=== TASKS TO CARRY OUT ===
1. Reproduce the passage on the ASRock Rack X470D4U server board verbatim, from "Next, we are" to "1600AF or 3600.", inclusive.
2. Write the next part of the passage on the ASRock Rack X470D4U server board, starting after its final sentence.

=== TEXT PASSAGE ===
★ ★ ★ ★

We first saw the ASRock Rack X470D4U at Computex. This is an mATX platform that is designed to take these consumer-focused chips and integrate them into cost-sensitive server segments.

ASRock Rack X470D4U Computex 2019
ASRock Rack X470D4U Computex 2019

We are going to have reviews of both the X470D4U and the 10Gbase-T version of the board in the near future on STH with some deeper insights into the platform.

ASRock X470D4U CPU Socket And Memory
ASRock X470D4U CPU Socket And Memory

After doing the reviews that will be published soon, we think that the Ryzen 5 1600 AF is a good match for this platform if you want to create a low-cost Core i3/ Xeon E-2200 competitor. There are, of course, some big caveats there.

Next, we are going to take a look at benchmarks before getting to some of the market analysis.


  1. John,

    Why didn’t you include a Ryzen 5 2600 in the mix?

    The 1600 AF is often likened to a 2600 from a performance point of view.

  2. I’d like to have seen the 16c Ryzen. BinkyTo I don’t see the point of the 2600. The 1600AF is so close and the 3600 is newer and better at the price. Maybe for completeness but I can’t see buying a 2600 over a 1600AF or 3600.

★ ★ ★ ★

=== STORED RECORDS ===
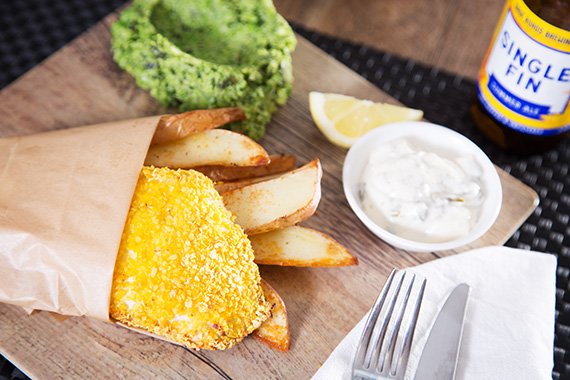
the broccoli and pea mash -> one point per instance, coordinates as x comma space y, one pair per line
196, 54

★ ★ ★ ★

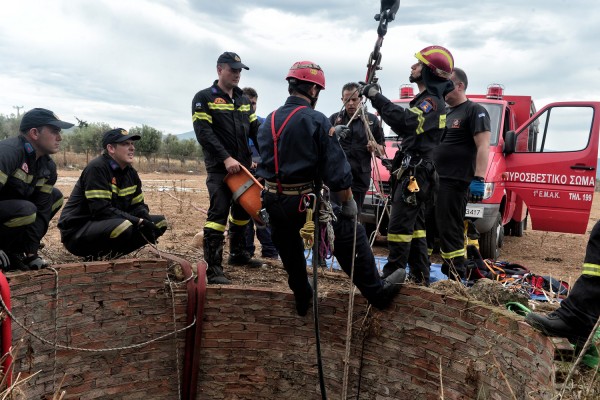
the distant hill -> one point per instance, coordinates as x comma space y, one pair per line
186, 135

★ ★ ★ ★

=== THE RESULTS ===
1.
Next, we are going to take a look at benchmarks before getting to some of the market analysis.


  1. John,

    Why didn’t you include a Ryzen 5 2600 in the mix?

    The 1600 AF is often likened to a 2600 from a performance point of view.

  2. I’d like to have seen the 16c Ryzen. BinkyTo I don’t see the point of the 2600. The 1600AF is so close and the 3600 is newer and better at the price. Maybe for completeness but I can’t see buying a 2600 over a 1600AF or 3600.

2.
  3. BinkyTo and Nate77,
    I am reviewing the X470D4U class boards, and ran the benchmarks for this article. The trio of CPUs we had available to us were the original 1600, the 1600 AF, and the 3600; the idea being to cover each of the three Zen generations and simply make sure all was well from a software compatibility standpoint. Performance can scale up (or down) with core count if you move away from the 6C solutions within any of the three generations of the Ryzen CPUs, so we wanted to make sure that all three generations were tested.

  4. It’s a bit like iOS it’s not supported by the big server vendors such as Dell EMC, HPE, Inspur, and Lenovo and when your server workloads depends on vendors like Dell EMC, HPE, Inspur, Lenovo and Apple you know that your in deep sh*t. It’s a bit like when your IT depends on ORACLE. It’s a good thing that companies like AsRock, Gigabyte, Tyan, etc.. give us the opportunity to not be in the hands of corporate companies like the NSA and CIA(Cisco and Juniper) or Intel, Dell EMC, HPE, Inspur, Huawei, Lenovo, Apple etc.., with these big brands you are in certified sh*t.

  5. Just completed a new build with E2246G. Software vendor support was main reason why I chose intel. Though I may consider a pfsense box with this CPU.

  6. Gee whiz. If you were writing an article about a jellied eel, you’d still start the wrap up page with “These chips are not released in a vacuum instead, they have competition on both the Intel and AMD sides.”.

  7. “ ASRock Rack has an X570 version of this Ryzen server platform coming, but the chipset uses much more power.”

    So we’re getting a X570D4U soon? That’s the first I’ve heard of that.

  8. Personally I would build with a Ryzen 2700E if I could get something like that with integrated graphics. That is one of the reasons the E2176G and E2278G are so compelling, coupled with broad based support for Intel.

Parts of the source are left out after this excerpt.